In the listing below, start your output at the line with "Thanks for the photo. Could you please mark the man's face" and end it after the line with "Thanks for the photo. Could you please mark the purple", copying every line exactly.
Content starts
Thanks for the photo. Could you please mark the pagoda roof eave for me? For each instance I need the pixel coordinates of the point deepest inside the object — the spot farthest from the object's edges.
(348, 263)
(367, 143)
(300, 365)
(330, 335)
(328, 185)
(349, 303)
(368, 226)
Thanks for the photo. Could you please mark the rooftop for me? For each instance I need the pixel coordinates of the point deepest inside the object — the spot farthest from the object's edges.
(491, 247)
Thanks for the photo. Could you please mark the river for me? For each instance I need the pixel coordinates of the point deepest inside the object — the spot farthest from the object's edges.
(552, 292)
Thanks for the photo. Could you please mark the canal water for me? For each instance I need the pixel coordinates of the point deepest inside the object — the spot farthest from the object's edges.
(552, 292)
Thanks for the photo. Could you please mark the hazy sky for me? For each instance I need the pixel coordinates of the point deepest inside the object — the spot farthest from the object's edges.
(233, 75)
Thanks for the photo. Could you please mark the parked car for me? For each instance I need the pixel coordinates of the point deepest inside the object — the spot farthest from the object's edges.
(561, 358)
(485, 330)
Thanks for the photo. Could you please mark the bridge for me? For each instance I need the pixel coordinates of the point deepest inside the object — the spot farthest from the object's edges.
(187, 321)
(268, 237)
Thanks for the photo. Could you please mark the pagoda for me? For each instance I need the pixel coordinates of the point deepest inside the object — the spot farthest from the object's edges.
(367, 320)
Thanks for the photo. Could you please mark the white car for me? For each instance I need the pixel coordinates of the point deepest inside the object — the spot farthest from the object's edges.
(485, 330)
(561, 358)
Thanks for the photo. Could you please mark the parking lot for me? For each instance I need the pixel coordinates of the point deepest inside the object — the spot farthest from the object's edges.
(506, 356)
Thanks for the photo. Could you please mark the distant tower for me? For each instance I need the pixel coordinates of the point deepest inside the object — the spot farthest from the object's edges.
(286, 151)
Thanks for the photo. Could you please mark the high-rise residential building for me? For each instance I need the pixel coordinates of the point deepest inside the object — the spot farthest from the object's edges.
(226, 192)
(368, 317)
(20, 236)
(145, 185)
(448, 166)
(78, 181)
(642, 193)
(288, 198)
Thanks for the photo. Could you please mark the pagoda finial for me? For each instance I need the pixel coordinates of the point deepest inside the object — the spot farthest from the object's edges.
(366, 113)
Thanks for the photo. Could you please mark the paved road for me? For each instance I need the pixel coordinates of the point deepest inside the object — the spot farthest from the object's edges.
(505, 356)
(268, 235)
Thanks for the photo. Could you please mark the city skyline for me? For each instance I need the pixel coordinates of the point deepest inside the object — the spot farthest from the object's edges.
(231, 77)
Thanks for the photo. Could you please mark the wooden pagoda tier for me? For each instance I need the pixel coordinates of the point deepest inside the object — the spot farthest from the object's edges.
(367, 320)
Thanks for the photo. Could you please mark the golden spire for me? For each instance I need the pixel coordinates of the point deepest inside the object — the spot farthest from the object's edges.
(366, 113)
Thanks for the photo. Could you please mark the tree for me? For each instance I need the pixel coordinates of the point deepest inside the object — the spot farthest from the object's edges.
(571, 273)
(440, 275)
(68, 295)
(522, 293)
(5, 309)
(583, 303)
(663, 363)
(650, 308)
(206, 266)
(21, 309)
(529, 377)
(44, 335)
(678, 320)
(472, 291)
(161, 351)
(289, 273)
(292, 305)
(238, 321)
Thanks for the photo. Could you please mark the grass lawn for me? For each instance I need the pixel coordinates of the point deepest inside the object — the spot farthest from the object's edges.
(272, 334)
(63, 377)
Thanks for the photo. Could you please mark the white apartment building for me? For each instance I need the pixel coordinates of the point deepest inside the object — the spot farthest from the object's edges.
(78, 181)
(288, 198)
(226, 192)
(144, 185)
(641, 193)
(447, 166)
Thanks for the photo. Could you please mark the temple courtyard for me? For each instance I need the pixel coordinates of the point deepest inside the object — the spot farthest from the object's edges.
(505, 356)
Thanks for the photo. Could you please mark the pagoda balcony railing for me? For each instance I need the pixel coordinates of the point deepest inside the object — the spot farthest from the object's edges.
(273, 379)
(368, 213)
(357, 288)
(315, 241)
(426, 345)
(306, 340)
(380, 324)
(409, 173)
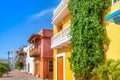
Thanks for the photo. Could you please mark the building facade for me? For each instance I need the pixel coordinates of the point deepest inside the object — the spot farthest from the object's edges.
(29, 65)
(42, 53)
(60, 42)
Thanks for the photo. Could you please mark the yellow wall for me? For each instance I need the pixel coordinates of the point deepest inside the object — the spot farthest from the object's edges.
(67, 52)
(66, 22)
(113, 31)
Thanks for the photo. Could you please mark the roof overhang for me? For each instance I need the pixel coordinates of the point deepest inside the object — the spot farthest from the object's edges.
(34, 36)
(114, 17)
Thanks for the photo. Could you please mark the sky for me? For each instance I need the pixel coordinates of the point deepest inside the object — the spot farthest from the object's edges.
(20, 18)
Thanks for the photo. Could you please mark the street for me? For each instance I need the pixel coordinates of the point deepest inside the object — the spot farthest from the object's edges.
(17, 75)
Content ends
Content starts
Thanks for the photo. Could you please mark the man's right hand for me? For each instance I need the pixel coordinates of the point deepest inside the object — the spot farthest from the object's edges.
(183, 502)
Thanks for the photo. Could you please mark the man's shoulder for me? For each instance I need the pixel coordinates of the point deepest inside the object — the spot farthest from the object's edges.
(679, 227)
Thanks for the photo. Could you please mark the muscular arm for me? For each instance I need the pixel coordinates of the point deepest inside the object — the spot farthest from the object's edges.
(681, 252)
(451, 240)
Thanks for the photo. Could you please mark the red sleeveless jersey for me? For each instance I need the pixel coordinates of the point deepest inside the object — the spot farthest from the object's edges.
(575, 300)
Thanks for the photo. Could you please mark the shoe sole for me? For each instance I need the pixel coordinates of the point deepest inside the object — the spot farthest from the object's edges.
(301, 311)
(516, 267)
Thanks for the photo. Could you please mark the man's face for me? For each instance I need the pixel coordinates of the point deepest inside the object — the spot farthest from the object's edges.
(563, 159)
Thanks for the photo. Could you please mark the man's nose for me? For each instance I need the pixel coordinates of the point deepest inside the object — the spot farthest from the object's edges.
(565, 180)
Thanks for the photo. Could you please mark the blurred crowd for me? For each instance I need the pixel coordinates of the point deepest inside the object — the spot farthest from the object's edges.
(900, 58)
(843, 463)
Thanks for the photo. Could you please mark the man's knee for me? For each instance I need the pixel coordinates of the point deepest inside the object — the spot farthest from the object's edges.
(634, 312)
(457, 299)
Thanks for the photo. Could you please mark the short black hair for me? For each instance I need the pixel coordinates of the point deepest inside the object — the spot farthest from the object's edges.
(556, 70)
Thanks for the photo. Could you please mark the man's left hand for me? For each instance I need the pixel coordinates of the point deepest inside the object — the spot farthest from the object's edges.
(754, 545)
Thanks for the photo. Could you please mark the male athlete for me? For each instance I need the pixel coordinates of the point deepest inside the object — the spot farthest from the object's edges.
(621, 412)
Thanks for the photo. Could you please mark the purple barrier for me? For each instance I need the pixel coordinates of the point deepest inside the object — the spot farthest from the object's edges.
Content ends
■ **Answer area**
Thanks for the photo. Could you please mark the man's face for me? For each instance I need the pixel coordinates of the point deepest inside the object — the spot farthest from the object's edges.
(563, 159)
Thanks for the photo. Could you please mark the man's nose for me? For each instance I need the pixel coordinates of the point deepest inside the object — the spot farthest from the object's edges.
(565, 180)
Thanks for the photo. Could you please mark the blurred crowd for me? For each instance I need the pixel coordinates of the point deepest inside the object — the spot farthest from the object's edges.
(900, 58)
(843, 463)
Thanks for the photo. Could you please mark the man's knee for me? For each instance I need the pixel coordinates of the point deepest inside the object — the spot farthest from the object's edges.
(634, 312)
(457, 299)
Thanks for the photo. Could you please mark the short black hair for me? For each instance I need the pixel coordinates of the point deepest inside the object — the spot farthest from the object's edges.
(556, 70)
Thanks for the photo. Could you please mark the man's left hand for me? For each instance I need the pixel coordinates of the point deepest inside the object — the spot farthest from the object's edges.
(754, 545)
Thanks for the photo. Could you please mark the male athlete for me? For each instance I need the pixel coordinates of the point deepest inside the object — the spot farthest from the object's edges.
(621, 412)
Thanks for the photo. Could you please mark the purple barrier for me? For each instance I need the pixel coordinates of the point deepest inside the object — the spot farthest from the object's edges.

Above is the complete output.